#### Goals:
A: Copy the passage on spectrometer resolution word for word, starting at "A high-resolution Raman" and ending at "number of peaks.".
B: The passage on spectrometer resolution names several factors that influence spectrographic resolution. List every one of them.

#### Supplied passage:
[start]

In the coarse measure, these properties are inversely related. A large bandpass enables many phenomena to be studied at the same moment. Resolution is important in obtaining information at low levels, such as individual ro-vibrational modes of a gas phase molecule with the help of a high-resolution IR spectrometer, which data can help understand its isotopic composition.
A high-resolution Raman spectrum could also help to record characteristic peaks in sufficient detail to differentiate two chemical substances whose vibrational profiles are similar. When LIBS (Laser Induced Breakdown Spectroscopy) is used, both high resolution and large bandpass are needed so that atomic spectral peaks may be spread out over a broader region, enabling the identification of a greater number of peaks.
Several factors influence the spectrographic resolution, such as grating line density, size of the entrance slit, optical properties of the spectrometer, its focal length, and pixel pitch. These are often fixed in a given configuration, so that the system’s focal length, for instance, cannot be easily enhanced without replacing the instrument, or making marked alterations to the optical elements or at least realigning them completely.

[end]

#### Entries shown:
[start]

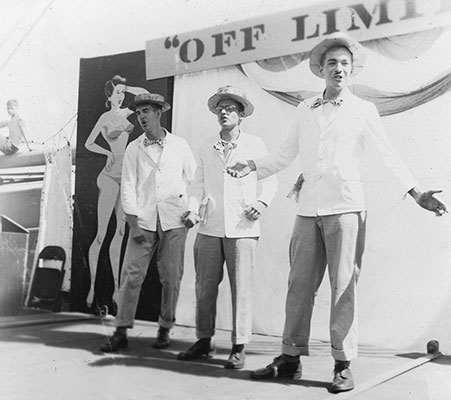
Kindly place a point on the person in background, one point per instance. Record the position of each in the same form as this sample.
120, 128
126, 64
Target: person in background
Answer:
228, 211
17, 131
115, 128
329, 133
156, 170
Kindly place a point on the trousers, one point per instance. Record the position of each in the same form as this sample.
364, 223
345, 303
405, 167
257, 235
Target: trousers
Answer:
210, 253
170, 247
338, 242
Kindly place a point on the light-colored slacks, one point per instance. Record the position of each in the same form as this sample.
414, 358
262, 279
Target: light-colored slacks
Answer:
170, 246
210, 253
337, 241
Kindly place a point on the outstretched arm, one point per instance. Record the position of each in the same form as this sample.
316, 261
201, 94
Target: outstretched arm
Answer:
427, 201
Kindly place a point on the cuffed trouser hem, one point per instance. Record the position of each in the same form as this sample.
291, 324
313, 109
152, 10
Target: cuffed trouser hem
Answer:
204, 335
165, 324
344, 355
295, 350
123, 324
240, 340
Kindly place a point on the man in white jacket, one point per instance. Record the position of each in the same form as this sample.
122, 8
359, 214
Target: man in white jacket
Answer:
228, 210
156, 169
329, 133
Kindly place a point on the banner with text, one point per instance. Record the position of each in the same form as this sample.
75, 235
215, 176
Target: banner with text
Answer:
290, 32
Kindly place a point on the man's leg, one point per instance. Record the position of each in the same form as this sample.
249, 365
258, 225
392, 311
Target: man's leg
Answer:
170, 260
136, 263
240, 261
308, 264
345, 241
209, 266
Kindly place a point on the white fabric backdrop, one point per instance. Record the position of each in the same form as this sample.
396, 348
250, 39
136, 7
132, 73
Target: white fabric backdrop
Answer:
405, 296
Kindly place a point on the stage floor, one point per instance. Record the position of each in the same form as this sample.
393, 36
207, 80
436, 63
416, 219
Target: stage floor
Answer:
55, 356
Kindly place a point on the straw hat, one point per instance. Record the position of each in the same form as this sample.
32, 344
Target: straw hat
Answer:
334, 40
149, 98
234, 93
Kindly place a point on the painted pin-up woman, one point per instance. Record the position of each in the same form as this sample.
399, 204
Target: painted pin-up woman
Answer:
115, 128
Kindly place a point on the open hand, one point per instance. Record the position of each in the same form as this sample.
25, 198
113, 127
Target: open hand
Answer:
430, 203
190, 219
240, 169
254, 212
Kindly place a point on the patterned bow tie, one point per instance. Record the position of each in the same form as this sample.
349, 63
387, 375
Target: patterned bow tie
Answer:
150, 142
319, 102
221, 145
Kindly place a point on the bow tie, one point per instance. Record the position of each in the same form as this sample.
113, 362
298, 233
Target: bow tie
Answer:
220, 145
150, 142
319, 102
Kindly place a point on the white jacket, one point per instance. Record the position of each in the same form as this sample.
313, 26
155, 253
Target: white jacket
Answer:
330, 150
149, 189
221, 198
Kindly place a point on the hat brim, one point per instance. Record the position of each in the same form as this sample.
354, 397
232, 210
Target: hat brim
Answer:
164, 106
213, 101
358, 55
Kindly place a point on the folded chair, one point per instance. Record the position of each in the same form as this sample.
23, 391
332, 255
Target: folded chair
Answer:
45, 291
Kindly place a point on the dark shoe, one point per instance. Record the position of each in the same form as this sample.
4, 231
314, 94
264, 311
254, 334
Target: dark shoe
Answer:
202, 348
236, 359
115, 342
279, 368
343, 380
162, 338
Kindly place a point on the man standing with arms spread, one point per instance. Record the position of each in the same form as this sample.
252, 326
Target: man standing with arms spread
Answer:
329, 133
228, 210
156, 169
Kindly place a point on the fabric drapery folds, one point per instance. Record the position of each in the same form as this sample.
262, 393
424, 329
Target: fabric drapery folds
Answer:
418, 56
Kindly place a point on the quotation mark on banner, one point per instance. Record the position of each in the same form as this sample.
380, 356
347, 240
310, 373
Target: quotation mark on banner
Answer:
168, 43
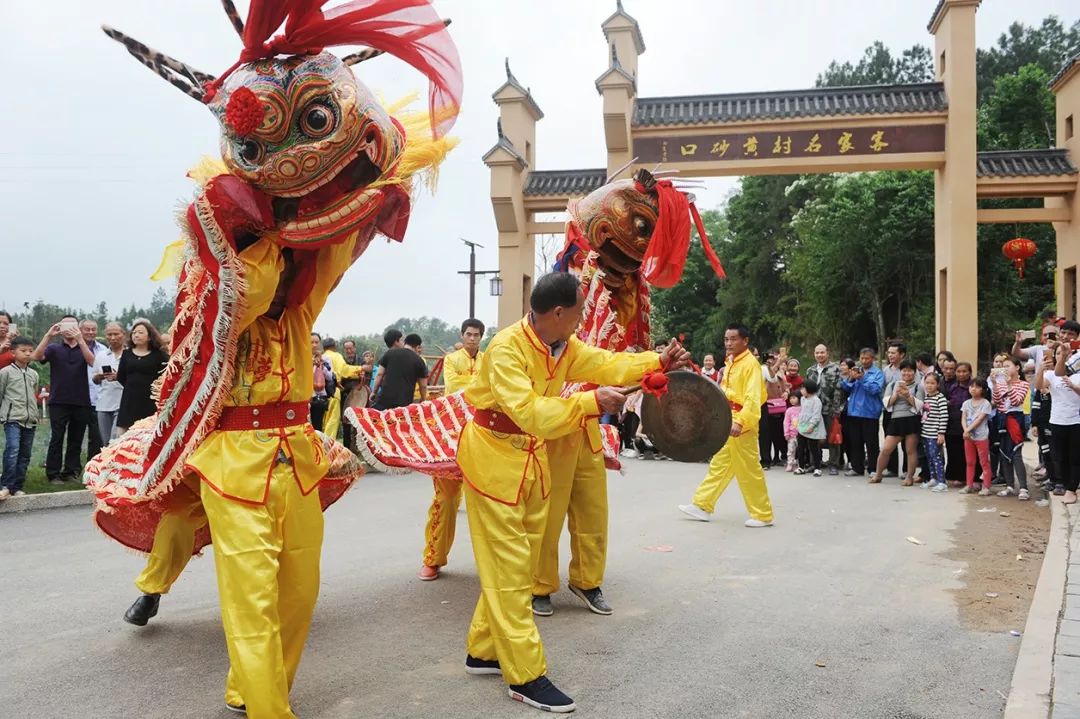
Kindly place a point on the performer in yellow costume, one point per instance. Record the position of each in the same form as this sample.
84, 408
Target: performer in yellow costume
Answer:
579, 497
459, 370
342, 370
503, 458
313, 168
744, 387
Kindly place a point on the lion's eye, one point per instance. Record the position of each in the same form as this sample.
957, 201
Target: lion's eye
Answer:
252, 151
316, 121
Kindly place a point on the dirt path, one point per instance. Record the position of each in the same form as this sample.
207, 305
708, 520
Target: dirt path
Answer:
989, 544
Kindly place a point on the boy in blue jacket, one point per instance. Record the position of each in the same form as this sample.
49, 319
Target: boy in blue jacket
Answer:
863, 384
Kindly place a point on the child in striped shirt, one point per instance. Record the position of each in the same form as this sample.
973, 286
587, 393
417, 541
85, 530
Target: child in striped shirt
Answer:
1010, 392
934, 420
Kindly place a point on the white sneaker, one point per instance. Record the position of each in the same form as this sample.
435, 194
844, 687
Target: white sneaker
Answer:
694, 512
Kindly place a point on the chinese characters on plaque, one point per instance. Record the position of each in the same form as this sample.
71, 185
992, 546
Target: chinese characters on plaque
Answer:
720, 147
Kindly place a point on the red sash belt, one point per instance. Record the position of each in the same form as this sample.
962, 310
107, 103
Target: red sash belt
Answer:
264, 417
496, 421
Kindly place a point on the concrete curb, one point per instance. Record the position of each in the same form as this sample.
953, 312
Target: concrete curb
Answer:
1029, 695
45, 501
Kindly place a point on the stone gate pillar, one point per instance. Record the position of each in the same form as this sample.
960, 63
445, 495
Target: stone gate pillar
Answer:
510, 161
955, 206
1066, 89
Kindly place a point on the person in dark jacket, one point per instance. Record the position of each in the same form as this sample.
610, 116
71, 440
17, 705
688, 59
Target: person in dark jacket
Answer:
864, 384
140, 364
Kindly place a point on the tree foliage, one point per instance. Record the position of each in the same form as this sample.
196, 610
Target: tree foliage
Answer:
849, 259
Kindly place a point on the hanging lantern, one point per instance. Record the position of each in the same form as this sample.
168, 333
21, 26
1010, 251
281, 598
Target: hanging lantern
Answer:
1017, 251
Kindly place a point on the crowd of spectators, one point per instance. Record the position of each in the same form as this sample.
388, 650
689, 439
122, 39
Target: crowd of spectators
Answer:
928, 420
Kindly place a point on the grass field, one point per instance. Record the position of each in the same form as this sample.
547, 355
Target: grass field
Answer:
36, 475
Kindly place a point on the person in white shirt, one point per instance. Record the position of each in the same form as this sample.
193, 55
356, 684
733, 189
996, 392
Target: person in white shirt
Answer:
1064, 418
104, 380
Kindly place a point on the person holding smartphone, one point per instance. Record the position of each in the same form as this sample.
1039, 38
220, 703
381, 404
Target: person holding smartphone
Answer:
8, 333
109, 391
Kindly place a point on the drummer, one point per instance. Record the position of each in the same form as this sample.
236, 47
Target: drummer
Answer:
459, 370
350, 397
744, 388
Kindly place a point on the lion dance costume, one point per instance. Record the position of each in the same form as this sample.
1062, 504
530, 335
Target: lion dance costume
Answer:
619, 238
313, 167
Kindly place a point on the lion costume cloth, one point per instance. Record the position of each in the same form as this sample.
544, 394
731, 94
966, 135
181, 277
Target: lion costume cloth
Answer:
315, 168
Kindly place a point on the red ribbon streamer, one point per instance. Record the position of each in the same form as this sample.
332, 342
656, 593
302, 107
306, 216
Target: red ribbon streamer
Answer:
408, 29
665, 258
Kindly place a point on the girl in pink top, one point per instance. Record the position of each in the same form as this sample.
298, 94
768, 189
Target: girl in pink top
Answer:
791, 430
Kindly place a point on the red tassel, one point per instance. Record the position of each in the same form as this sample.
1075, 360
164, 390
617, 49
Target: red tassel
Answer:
666, 255
655, 383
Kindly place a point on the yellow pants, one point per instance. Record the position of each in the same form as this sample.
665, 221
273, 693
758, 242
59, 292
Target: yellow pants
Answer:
332, 420
507, 542
578, 492
174, 539
740, 458
267, 561
442, 520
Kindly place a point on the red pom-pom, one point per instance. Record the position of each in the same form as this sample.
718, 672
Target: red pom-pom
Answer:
244, 111
655, 383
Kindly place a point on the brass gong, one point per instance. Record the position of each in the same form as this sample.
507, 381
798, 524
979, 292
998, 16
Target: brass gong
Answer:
689, 423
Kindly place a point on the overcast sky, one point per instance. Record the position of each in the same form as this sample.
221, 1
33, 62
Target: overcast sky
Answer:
97, 146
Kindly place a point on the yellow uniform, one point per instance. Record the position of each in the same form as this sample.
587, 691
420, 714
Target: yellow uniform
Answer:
508, 477
342, 370
258, 491
459, 370
744, 388
578, 494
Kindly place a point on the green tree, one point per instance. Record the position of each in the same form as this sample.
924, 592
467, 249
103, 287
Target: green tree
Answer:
1049, 45
690, 307
879, 67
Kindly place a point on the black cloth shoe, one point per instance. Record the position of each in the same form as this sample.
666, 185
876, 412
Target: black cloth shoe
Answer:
541, 606
543, 695
143, 610
474, 665
594, 599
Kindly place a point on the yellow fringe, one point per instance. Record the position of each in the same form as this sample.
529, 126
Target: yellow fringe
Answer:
422, 153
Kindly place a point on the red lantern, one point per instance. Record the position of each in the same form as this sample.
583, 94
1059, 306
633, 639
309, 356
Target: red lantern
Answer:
1017, 251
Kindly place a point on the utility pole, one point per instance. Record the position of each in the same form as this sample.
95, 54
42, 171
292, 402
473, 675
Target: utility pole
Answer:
472, 272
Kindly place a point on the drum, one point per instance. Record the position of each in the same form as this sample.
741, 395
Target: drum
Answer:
691, 421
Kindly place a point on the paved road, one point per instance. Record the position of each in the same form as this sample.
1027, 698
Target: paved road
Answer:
730, 623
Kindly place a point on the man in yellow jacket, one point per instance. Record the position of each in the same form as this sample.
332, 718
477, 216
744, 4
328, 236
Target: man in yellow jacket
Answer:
255, 480
578, 497
459, 370
342, 370
744, 387
503, 458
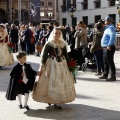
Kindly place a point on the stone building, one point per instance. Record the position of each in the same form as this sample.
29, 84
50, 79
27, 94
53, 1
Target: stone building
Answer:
9, 10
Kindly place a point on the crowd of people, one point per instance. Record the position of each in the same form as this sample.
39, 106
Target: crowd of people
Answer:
55, 84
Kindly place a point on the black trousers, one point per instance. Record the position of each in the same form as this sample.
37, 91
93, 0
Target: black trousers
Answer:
108, 57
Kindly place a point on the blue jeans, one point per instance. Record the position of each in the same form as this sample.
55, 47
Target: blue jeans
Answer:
27, 47
99, 60
109, 61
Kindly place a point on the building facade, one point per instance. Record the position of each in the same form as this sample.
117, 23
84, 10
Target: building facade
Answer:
48, 10
10, 10
90, 11
19, 10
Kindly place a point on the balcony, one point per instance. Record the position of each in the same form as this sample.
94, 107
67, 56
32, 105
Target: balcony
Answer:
84, 3
63, 8
96, 1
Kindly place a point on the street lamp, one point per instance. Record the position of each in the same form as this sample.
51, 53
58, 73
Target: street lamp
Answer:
72, 9
118, 8
50, 16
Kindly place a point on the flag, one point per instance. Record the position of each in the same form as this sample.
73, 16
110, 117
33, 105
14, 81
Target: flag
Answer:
35, 11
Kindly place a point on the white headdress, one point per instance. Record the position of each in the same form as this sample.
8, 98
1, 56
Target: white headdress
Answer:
52, 43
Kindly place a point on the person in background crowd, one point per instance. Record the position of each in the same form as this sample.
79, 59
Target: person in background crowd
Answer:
96, 48
32, 43
22, 42
6, 57
49, 30
13, 35
72, 43
21, 81
108, 44
36, 34
27, 38
56, 83
81, 39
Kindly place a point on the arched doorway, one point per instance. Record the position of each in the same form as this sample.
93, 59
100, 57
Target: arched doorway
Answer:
24, 16
2, 16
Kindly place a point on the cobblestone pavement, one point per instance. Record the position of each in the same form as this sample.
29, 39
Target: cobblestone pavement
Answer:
95, 99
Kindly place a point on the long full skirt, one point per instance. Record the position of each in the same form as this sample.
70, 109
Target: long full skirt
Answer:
6, 57
56, 84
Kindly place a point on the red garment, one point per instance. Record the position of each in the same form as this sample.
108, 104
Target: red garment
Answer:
6, 40
20, 81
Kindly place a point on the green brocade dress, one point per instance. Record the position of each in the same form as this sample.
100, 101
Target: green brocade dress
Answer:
56, 84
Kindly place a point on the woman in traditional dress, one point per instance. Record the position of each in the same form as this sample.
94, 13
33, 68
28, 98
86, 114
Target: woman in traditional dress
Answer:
6, 57
55, 84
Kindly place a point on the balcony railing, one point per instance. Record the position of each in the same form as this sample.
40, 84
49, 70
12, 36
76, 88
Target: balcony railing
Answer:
63, 8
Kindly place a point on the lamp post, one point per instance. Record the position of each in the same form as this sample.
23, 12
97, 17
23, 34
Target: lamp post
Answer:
72, 10
19, 11
118, 8
50, 16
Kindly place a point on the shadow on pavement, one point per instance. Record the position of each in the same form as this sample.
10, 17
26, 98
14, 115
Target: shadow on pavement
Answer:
5, 74
78, 111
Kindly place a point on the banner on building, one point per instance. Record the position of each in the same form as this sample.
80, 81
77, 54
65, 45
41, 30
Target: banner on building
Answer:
35, 11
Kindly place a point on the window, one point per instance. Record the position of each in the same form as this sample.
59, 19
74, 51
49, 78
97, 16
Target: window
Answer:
85, 20
97, 3
42, 14
74, 21
50, 4
85, 4
97, 18
41, 3
68, 4
114, 18
111, 2
63, 7
64, 21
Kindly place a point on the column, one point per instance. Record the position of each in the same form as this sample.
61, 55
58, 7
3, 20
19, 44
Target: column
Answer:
19, 11
10, 10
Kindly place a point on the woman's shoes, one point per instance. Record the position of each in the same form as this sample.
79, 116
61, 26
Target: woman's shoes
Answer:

[end]

#### Answers below:
A:
A high-resolution Raman spectrum could also help to record characteristic peaks in sufficient detail to differentiate two chemical substances whose vibrational profiles are similar. When LIBS (Laser Induced Breakdown Spectroscopy) is used, both high resolution and large bandpass are needed so that atomic spectral peaks may be spread out over a broader region, enabling the identification of a greater number of peaks.

B:
- grating line density
- size of the entrance slit
- optical properties of the spectrometer
- focal length of the spectrometer
- pixel pitch